Stored items from a collection:
::::::::::
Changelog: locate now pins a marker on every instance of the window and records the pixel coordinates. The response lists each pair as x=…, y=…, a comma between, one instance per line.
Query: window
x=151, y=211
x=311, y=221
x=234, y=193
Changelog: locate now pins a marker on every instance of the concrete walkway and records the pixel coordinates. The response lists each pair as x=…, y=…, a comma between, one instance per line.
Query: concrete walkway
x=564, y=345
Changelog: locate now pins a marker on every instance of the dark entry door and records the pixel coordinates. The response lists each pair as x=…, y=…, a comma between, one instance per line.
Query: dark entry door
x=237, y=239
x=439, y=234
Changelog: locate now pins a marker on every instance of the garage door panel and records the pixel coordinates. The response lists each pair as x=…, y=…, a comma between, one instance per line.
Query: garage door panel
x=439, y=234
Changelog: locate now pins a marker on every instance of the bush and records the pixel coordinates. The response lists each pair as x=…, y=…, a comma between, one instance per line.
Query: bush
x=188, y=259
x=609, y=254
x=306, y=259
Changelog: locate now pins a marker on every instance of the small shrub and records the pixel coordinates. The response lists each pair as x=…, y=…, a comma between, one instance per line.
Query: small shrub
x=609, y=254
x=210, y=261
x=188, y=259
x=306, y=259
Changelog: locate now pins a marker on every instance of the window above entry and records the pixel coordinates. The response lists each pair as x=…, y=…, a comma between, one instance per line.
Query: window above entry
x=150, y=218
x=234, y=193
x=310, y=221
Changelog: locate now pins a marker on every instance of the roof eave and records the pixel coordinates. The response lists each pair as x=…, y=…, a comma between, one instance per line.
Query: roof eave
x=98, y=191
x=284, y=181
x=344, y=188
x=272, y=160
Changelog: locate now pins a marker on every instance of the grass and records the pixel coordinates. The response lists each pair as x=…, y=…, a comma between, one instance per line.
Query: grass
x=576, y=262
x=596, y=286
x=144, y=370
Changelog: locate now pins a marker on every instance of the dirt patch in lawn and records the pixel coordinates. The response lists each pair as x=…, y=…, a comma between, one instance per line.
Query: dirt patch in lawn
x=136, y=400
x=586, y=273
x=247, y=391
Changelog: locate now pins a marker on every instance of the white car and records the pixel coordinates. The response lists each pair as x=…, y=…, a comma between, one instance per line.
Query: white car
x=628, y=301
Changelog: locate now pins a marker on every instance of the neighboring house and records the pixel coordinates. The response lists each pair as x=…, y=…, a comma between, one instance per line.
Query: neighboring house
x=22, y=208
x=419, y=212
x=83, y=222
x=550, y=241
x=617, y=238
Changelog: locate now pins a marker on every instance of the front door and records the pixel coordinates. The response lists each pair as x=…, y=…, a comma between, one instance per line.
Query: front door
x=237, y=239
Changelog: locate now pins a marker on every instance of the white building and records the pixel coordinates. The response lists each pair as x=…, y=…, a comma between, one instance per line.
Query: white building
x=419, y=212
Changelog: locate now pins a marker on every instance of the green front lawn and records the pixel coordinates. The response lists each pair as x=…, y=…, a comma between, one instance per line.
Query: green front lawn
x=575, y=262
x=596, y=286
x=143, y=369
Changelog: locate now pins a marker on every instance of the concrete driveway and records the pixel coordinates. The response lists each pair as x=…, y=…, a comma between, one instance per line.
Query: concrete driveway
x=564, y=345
::::::::::
Instructions for the task: A word-for-word transcription of the data above is required.

Response to the task:
Changelog: locate now pins a marker on every instance of the window and records the pixel coordinates. The response lists each pair as x=…, y=…, a comma between, one instance per line.
Query: window
x=151, y=211
x=311, y=221
x=234, y=193
Changelog: locate now pins a marker on every instance of the concrete walkway and records the pixel coordinates. The response lists each pair as x=…, y=…, a comma between, one instance per line.
Query: concrete walkway
x=564, y=345
Changelog: locate now pins a marker on every instance of the dark entry door and records the pixel coordinates. The response lists each pair as x=…, y=…, a comma between, one instance per line.
Query: dark entry door
x=237, y=239
x=439, y=234
Changelog: locate now pins a marker on every instance of the garage door panel and records the pixel coordinates. The response lists each pair as x=…, y=…, a comma between, one instance per line.
Query: garage door panel
x=439, y=234
Changelog: locate now pins a marker on every instance of the bush and records the pixel coordinates. The response lists each pair as x=…, y=…, a comma between, one instance per line.
Query: bush
x=188, y=259
x=609, y=254
x=306, y=259
Changelog: locate now pins a marker on every instance of the small shrub and records the pixel coordinates. The response lists each pair as x=…, y=…, a comma between, one instance per line.
Query: small shrub
x=609, y=254
x=210, y=261
x=188, y=259
x=306, y=259
Changelog: locate now pins a marker on every instance of the window above entry and records the pixel coordinates. The response lists each pair as x=…, y=…, a comma between, one instance per line.
Query: window above entry
x=150, y=218
x=234, y=193
x=310, y=221
Changelog: locate now pins a marker on every instance of the roof eave and records the pixel coordinates. The response lists each pair as x=…, y=…, a comma between, one instance per line.
Query: roof eave
x=98, y=191
x=284, y=181
x=344, y=188
x=272, y=160
Changelog: locate now pins a marker on every instance of the grass and records the pixel coordinates. The response lists each pair as x=…, y=…, a comma between, one instance per line.
Query: grass
x=576, y=262
x=596, y=286
x=144, y=370
Changelog: locate now pins a marker on every instance of the dirt patch in lawn and records the pixel coordinates. The response lists each pair as x=…, y=…, a comma between, one instance per line.
Query: dirt patch in lawn
x=136, y=400
x=586, y=273
x=247, y=391
Changelog: locate now pins a marker on every instance of the white car and records the pixel coordinates. The response lists each pair as x=…, y=…, a comma between, one instance per line.
Query: white car
x=628, y=301
Changelog: locate now pins a marker on every instance of the neighboring house and records the pixel coordinates. The response lists each pair as x=…, y=…, a comma between, one instance per line.
Query: neighboring house
x=22, y=208
x=419, y=212
x=83, y=222
x=550, y=241
x=617, y=238
Changelog: locate now pins a marker on every instance of the front door and records the pixel coordinates. The response lists each pair as x=…, y=…, a comma between, one instance per line.
Query: front door
x=237, y=239
Changelog: locate now pins a marker on every instance of the white building and records the pixel coordinates. The response lists each pair as x=…, y=…, a comma between, one instance per line.
Query: white building
x=419, y=212
Changelog: locate now pins a marker on every instance of the green front lawn and records the pixel coordinates. The response lists each pair as x=…, y=…, a comma between, one instance per line.
Query: green front lawn
x=575, y=262
x=596, y=286
x=143, y=369
Changelog: locate now pins a marker on every instance of the concrete driveway and records the pixel coordinates. The response lists each pair as x=…, y=…, a comma between, one instance per line.
Query: concrete driveway
x=564, y=345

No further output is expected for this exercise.